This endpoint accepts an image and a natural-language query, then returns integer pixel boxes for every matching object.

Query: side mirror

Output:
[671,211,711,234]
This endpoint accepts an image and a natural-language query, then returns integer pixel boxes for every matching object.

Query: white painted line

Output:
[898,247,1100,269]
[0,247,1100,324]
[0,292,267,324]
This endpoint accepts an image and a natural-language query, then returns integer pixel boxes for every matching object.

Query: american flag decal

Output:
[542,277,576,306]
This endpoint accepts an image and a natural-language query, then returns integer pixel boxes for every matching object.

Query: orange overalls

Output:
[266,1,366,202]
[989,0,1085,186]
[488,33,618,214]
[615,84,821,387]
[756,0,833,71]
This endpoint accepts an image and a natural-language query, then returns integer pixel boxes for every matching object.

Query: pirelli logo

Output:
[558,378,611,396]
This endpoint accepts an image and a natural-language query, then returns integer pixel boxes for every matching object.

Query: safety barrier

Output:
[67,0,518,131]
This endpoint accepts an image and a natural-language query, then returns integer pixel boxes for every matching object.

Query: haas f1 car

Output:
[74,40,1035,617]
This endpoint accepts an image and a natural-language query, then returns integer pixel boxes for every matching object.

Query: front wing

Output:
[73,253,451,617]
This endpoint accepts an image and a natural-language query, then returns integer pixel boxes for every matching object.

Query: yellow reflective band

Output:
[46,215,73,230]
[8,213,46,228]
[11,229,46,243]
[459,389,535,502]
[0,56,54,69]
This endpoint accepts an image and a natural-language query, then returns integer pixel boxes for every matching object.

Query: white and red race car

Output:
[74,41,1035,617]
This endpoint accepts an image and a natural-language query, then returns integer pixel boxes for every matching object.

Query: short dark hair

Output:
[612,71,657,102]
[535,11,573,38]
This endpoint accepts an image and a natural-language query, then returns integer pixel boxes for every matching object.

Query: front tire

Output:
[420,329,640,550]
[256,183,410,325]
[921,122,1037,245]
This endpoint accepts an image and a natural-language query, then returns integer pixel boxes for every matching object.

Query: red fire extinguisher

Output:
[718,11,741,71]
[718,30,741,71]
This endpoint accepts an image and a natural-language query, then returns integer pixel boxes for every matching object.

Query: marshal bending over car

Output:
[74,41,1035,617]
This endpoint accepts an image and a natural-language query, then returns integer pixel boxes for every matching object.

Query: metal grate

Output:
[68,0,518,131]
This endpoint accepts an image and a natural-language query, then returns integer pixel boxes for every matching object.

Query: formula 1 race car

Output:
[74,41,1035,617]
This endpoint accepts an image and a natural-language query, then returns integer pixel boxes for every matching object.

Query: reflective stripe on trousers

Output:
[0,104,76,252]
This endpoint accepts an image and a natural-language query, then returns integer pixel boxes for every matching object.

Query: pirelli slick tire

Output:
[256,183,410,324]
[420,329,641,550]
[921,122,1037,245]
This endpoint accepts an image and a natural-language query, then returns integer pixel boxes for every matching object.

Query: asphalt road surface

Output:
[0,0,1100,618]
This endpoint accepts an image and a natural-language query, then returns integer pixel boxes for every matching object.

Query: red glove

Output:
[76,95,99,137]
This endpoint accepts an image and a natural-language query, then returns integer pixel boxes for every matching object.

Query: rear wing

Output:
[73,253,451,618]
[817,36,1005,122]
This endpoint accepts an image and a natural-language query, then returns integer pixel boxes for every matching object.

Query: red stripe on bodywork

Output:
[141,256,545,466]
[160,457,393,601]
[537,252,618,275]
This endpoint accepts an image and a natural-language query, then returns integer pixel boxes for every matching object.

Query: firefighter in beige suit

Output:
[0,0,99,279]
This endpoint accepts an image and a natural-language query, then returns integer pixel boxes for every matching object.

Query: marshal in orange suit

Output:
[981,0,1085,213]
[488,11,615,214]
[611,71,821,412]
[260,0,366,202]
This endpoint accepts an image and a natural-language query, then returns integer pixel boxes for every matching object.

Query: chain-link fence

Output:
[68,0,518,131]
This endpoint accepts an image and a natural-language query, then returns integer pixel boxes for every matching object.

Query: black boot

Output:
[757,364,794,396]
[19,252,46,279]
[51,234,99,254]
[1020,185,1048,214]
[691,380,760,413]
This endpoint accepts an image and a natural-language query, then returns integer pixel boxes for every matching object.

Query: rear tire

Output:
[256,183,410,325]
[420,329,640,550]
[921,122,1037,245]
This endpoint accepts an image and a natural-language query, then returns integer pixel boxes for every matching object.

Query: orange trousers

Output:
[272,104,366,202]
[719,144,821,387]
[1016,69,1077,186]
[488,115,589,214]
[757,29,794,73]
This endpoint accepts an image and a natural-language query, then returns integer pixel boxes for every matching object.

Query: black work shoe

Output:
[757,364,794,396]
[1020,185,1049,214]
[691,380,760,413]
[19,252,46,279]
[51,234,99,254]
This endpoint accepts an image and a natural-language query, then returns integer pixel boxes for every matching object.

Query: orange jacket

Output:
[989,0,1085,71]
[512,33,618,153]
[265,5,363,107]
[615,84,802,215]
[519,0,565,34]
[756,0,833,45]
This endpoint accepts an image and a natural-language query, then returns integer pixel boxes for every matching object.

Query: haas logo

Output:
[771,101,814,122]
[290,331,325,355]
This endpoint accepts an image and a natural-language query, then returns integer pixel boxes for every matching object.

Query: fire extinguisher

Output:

TASK REQUIREMENTS: Present everything from the start of the records down to the line containing "[67,0,518,131]" as a Markdown table with the columns Row and Line. Number each row and leave out blank lines.

WORKED ANSWER:
| Row | Line |
|---|---|
| 1 | This endpoint accepts an image and a natural-language query, then returns integer pixel boxes for every matching object. |
| 2 | Query: side mirror |
| 3 | Output: |
| 4 | [671,211,711,234] |
| 5 | This endpoint accepts an image and a natural-language query, then returns integer pixel boxes for every matching object. |
| 6 | Query: white painted line |
| 7 | Output: |
| 8 | [898,247,1100,269] |
| 9 | [0,247,1100,324] |
| 10 | [0,292,267,324] |
| 11 | This endpoint accepts an image and a natural-language query, then returns integer pixel boxes for every matching object. |
| 12 | Query: american flag decal |
| 13 | Output: |
| 14 | [542,277,576,306] |
| 15 | This endpoint accepts an image and a natural-language query, then returns integer pixel boxes for every matching object. |
| 16 | Query: orange overalls |
| 17 | Output: |
| 18 | [266,1,366,202] |
| 19 | [989,0,1085,186] |
| 20 | [488,33,618,214] |
| 21 | [615,84,821,387] |
| 22 | [756,0,833,71] |
| 23 | This endpoint accepts an image and a natural-language query, then returns integer pixel boxes for every matching object. |
| 24 | Query: pirelli logo |
| 25 | Output: |
| 26 | [558,378,611,396] |
| 27 | This endpoint accepts an image and a natural-language query, then returns integer pixel boxes for every matching object. |
| 28 | Query: safety barrier |
| 29 | Output: |
| 30 | [67,0,518,131] |